### SELECTED EXTRACT
* begin *
For barnwood and reclaimed wood, a humidifier works wonders. To me, a kiln being used to dry out barnwood is over-kill.

A kiln will get MC down to 6%, but the wood will never stay at 6% as it usually rises back to around 10%. Drying lumber, either naturally (air drying) or in a kiln is the process to lower the moisture content to the surrounding environment. For much of the United States, the minimum moisture content of thoroughly air dried lumber is 12% to 15%. Kiln dried hardwood will usually be less than 10%. 

Without movement? Never happen as you will always get some movement. No finish will block moisture transfer; they just slow it down. Finished wood will eventually acclimate to EMC levels. Penetrating oils provide the least protection. Non KD lumber or Pressure Treated lumber generally is 15-19% moisture content. That 19% is a critical number as it’s general consensus among the Building Science experts that above 19% MC is the point where mold spores are activated and the rot processes start. I would not put a finish over anything that is over 15% MC.


----------



## Tennessee Tim (Dec 15, 2010)

ColorStylist said:


> I guess we agree to disagree with each other on this.
> 
> Sorry I don't agree.....this is 2 differ processes.....acclimation is a "rebalancing" of MC meaning the wood has been at OR below wanted MC before. He needs a "drying" process to bring it down to needed MC which the wood has NEVER been to internally before.
> 
> ...


----------



## Steve Neul (Sep 2, 2011)

Tennessee Tim said:


> ColorStylist said:
> 
> 
> > I guess we agree to disagree with each other on this.
> ...


----------



## Tennessee Tim (Dec 15, 2010)

Steve Neul said:


> Tennessee Tim said:
> 
> 
> > Excluding pallets, have you ever had any issues with used or old wood? Any old wood I've ever used has been the most stable stuff. It's new wood for me I've had issues with including kiln dried.
> ...


----------



## ColorStylist (Jul 19, 2014)
* end *
### GOALS
1. In the forum thread on wood moisture, above what moisture content do mold spores become active and rot begin, according to the general consensus cited?
2. List every forum username that appears in the forum thread on wood moisture.
3. Carry on the forum thread on wood moisture from its final line.

### EXTRACTED ENTRIES
* begin *
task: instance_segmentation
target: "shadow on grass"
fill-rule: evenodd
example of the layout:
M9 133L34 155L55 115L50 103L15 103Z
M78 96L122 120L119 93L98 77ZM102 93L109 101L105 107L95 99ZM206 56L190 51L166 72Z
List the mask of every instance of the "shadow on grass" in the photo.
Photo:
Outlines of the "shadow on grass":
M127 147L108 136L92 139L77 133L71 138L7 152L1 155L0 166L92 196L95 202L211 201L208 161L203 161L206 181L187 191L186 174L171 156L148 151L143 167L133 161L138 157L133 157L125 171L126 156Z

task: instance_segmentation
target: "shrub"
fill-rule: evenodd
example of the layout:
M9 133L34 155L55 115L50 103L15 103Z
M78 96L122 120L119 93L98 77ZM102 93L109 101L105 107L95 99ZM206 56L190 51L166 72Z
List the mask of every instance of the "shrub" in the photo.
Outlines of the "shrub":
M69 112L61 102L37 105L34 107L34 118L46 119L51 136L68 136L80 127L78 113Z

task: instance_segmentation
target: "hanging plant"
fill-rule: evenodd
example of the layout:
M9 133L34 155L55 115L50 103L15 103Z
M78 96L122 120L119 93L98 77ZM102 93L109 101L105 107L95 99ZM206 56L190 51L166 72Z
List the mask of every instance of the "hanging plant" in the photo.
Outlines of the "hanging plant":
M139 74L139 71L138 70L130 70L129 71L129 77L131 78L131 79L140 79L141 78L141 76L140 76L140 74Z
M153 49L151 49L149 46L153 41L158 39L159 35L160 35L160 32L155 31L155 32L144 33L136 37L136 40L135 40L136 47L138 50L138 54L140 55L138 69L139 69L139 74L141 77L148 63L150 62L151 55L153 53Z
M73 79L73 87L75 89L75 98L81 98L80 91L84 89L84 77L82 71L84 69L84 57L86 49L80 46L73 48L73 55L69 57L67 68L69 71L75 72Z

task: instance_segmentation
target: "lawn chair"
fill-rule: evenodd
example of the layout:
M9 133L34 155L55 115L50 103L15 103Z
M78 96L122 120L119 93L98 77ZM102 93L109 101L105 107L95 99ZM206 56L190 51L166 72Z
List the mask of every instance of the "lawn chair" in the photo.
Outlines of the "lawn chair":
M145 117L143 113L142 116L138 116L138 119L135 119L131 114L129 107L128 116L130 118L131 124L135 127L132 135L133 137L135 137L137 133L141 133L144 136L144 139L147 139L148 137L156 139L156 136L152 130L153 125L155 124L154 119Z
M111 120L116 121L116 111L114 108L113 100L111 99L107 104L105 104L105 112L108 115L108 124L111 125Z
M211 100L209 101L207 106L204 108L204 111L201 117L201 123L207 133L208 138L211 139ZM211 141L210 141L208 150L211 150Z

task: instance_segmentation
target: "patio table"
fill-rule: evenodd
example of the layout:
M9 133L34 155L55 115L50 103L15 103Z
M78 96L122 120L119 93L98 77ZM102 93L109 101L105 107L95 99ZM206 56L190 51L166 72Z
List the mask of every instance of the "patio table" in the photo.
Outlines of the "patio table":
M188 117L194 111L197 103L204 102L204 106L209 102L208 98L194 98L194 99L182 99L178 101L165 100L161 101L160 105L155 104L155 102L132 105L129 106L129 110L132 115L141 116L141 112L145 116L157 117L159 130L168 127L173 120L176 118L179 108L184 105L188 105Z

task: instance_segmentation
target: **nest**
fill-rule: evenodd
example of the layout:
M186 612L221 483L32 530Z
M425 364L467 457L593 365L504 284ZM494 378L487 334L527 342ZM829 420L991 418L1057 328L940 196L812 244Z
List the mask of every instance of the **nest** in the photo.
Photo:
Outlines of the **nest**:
* end *
* begin *
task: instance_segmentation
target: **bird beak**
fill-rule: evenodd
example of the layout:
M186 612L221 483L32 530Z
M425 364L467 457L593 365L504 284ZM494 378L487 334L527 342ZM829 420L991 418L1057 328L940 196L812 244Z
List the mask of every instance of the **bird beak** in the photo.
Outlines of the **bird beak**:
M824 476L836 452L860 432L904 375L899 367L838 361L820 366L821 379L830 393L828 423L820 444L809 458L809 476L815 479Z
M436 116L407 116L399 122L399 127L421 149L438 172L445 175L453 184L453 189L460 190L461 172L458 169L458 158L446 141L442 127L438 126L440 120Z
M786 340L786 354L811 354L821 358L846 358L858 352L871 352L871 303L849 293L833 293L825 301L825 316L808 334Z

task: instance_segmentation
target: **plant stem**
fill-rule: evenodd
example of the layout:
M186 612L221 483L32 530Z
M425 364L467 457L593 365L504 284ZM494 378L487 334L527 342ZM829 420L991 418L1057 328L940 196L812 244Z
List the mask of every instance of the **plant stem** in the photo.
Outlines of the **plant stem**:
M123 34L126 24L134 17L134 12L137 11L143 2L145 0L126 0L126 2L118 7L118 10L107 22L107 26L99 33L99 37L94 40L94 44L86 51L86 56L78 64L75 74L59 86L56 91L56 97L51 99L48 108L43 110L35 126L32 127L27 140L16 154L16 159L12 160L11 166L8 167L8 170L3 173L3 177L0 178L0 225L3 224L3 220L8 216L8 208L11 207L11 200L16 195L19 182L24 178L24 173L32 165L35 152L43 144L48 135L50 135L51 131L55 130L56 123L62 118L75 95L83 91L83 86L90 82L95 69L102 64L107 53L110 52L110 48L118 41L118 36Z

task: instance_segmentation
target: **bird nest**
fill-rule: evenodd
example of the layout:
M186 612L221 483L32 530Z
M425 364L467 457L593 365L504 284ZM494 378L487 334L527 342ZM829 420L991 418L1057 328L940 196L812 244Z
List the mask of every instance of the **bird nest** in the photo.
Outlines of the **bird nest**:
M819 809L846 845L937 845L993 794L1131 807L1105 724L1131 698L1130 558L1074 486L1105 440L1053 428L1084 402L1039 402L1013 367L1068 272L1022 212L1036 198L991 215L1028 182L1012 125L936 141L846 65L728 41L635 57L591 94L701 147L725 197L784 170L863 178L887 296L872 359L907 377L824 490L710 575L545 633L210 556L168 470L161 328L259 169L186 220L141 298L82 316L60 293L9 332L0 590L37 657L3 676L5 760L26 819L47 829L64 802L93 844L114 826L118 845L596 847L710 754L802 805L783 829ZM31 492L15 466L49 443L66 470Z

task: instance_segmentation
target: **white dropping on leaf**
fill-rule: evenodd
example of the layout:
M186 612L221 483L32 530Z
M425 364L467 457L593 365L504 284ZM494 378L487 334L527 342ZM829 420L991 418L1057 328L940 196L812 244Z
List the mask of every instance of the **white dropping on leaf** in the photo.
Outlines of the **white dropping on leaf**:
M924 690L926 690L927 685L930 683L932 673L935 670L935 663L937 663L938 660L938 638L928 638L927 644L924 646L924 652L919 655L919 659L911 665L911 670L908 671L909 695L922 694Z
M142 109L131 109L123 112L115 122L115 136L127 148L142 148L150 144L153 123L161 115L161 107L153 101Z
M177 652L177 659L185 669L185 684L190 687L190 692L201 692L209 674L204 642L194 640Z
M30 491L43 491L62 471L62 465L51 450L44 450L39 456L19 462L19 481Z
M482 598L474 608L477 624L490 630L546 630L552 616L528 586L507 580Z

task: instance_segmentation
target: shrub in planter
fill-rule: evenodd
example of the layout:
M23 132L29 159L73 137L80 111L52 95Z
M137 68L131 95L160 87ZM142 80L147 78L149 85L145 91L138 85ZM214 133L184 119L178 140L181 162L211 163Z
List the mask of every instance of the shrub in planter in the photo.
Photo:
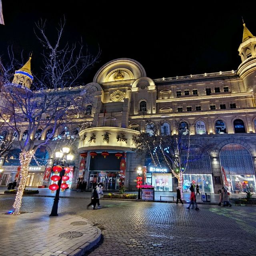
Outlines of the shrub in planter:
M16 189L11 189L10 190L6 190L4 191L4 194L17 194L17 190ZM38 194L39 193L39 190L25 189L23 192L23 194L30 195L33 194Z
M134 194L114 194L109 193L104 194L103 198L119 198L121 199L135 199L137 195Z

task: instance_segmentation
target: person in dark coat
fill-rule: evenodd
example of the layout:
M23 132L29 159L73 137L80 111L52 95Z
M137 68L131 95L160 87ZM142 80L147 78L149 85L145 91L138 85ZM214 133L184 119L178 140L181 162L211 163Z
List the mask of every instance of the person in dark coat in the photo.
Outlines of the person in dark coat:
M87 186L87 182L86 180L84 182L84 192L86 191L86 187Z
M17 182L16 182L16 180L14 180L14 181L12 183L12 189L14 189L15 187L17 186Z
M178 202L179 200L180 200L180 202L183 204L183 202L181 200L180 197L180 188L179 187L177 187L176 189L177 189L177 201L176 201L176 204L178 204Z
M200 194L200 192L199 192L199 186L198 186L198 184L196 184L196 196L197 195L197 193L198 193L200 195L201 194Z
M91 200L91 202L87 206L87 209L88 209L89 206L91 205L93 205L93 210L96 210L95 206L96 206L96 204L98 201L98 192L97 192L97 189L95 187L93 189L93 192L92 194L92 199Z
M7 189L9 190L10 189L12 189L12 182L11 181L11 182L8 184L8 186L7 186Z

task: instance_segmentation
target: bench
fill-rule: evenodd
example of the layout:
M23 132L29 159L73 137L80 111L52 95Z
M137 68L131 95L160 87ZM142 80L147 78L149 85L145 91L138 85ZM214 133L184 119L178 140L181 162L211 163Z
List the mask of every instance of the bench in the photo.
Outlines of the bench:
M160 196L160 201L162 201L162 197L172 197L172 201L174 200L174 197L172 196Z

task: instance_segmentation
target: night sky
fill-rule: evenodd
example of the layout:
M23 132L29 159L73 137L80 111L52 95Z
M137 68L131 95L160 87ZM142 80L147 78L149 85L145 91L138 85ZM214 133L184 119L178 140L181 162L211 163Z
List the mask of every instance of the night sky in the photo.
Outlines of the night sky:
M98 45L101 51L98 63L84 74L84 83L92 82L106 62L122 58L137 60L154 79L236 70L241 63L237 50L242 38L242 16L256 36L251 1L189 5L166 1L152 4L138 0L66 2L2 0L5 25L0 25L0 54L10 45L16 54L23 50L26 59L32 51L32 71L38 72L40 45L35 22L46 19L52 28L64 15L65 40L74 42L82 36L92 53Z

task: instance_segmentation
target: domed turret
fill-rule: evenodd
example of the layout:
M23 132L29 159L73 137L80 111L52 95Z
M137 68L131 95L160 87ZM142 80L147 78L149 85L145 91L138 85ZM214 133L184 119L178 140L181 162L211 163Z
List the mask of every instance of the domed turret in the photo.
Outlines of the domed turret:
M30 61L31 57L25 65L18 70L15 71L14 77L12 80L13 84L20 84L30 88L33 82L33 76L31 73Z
* end *
* begin *
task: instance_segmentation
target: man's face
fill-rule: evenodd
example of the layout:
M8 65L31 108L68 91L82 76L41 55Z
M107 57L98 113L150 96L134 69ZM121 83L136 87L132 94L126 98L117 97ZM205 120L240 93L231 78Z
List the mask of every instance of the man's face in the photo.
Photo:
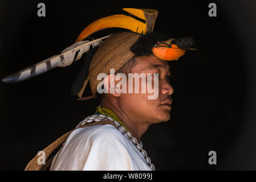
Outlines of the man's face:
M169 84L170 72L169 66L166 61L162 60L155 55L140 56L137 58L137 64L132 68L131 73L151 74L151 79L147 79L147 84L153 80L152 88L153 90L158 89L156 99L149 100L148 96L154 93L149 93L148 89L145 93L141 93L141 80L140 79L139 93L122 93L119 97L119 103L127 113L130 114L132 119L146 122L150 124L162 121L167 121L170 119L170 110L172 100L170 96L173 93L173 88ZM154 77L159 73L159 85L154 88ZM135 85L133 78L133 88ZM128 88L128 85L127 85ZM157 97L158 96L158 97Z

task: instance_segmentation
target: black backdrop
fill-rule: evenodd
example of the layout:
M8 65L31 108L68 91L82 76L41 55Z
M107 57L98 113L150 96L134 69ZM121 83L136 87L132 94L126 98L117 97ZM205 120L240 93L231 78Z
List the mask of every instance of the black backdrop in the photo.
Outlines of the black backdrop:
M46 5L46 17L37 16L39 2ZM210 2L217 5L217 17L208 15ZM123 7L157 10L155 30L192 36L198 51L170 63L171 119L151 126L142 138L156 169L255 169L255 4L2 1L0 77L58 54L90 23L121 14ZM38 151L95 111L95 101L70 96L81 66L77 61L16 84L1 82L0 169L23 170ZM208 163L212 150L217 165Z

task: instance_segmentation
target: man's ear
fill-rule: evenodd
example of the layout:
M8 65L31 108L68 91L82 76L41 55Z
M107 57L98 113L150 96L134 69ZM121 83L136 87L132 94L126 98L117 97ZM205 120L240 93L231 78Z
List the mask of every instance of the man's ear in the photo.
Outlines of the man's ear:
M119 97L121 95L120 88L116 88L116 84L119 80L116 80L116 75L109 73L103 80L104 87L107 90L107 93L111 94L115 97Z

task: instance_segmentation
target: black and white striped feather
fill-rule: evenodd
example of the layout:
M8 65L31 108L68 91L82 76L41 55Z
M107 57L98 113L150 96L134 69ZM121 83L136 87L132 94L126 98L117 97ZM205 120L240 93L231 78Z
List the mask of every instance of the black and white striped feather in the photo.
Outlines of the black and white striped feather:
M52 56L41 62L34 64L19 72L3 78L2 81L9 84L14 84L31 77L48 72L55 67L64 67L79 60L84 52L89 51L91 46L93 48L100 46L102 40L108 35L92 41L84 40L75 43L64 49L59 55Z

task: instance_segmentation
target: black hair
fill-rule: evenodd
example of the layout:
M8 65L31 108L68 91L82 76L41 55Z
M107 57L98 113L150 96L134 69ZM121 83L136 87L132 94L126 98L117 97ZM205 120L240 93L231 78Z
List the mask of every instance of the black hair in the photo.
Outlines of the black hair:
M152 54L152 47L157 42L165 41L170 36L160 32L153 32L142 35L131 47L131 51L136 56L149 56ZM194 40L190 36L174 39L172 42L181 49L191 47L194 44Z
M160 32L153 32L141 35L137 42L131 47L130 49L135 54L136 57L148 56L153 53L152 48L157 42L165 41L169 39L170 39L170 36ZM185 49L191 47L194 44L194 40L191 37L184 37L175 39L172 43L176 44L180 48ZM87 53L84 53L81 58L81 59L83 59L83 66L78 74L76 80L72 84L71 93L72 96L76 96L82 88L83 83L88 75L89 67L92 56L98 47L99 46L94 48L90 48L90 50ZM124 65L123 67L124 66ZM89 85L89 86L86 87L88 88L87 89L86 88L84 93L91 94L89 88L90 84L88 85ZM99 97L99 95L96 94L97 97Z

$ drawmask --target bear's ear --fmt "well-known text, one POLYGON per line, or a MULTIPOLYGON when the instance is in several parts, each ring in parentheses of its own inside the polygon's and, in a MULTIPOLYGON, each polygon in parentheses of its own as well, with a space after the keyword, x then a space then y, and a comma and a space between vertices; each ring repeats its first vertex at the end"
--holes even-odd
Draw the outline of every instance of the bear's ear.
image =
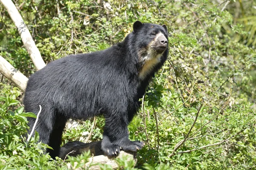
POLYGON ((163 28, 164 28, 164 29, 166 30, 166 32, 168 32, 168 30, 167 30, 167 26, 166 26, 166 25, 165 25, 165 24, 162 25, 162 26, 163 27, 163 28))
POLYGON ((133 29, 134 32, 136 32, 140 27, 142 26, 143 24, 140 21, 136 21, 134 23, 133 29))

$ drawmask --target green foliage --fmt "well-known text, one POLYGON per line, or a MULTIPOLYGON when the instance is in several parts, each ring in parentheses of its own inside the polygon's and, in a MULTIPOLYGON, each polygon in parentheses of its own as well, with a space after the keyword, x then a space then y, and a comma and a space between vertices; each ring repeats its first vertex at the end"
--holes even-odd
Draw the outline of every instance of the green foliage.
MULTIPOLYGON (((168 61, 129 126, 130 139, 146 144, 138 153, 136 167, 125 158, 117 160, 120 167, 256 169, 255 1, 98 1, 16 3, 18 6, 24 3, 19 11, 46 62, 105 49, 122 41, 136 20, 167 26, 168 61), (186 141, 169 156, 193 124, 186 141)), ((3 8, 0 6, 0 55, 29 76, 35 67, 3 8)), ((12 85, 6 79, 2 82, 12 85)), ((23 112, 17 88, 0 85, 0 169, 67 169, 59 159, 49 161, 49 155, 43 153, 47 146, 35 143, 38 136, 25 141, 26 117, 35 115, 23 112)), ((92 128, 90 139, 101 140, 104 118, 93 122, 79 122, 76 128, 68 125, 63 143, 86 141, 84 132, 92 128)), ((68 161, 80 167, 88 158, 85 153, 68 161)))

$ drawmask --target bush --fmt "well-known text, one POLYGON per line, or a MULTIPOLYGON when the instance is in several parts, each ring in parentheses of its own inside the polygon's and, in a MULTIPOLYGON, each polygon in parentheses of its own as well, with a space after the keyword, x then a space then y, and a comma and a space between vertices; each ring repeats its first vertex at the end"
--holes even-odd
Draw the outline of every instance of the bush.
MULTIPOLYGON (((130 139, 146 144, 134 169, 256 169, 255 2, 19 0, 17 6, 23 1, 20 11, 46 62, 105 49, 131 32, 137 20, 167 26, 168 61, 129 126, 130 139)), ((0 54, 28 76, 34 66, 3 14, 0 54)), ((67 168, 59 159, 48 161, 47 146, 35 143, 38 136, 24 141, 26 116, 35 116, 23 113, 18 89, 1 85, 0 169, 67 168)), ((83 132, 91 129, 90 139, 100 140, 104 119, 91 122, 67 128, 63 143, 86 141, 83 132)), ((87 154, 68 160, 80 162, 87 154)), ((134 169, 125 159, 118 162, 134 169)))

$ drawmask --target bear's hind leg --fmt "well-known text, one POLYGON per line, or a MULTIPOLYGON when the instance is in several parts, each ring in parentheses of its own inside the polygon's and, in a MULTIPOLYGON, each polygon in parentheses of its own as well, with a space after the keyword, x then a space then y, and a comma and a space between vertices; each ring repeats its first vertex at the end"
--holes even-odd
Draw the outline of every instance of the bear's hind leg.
* end *
### RESULTS FOR EACH TASK
1. Above 19% moisture content.

2. ColorStylist, Tennessee Tim, Steve Neul

3.
Steve Neul said:


> Tennessee Tim said:
> 
> 
> > Excluding pallets, have you ever had any issues with used or old wood? Any old wood I've ever used has been the most stable stuff. It's new wood for me I've had issues with including kiln dried.
> ...


----------



## ColorStylist (Jul 19, 2014)

Tennessee Tim said:


> this is 2 differ processes.


LOL, I know that acclimation and kiln drying is 2 different processes, I never said they were the same. I simply said that acclimating barnwood and reclaimed wood is about the same process as acclimating flooring, hence I posted the article about it above. Same would go for baseboard and crown molding before installing. The only difference would be the length of time it would take. If the OP had an MC meter, we would all know whats going on in a flash. 

I dont think its the MC thats giving him the problem. Its more of when the piece is getting to the buyer and the wood is moving. There could be changes in the way things are being built that would help with this problem.....like on raised panel doors for example, make the inserts go deeper inside the frames to allow for movement. The OP's wood could actually be "too dry" (if its being stored for months) and when the piece is built and arrives in a higher humidity environment, it will move and cause problems.

The OP has even stated that he has used kiln dried wood that moved.


----------



## Woodcutterron (Nov 21, 2009)

Quick observation. Not all "flooring" has been kiln dried to a 6% moisture content, which is particularly relevant when talking about reclaimed lumber. So any blanket declaration of such is simply wrong. Further, it's best to try to bring the final moisture content of reclaimed wood to the proximate conditions the piece being built will exist in, not the shop. Shop conditions are sometimes, even often rather different from living conditions.


----------



## ColorStylist (Jul 19, 2014)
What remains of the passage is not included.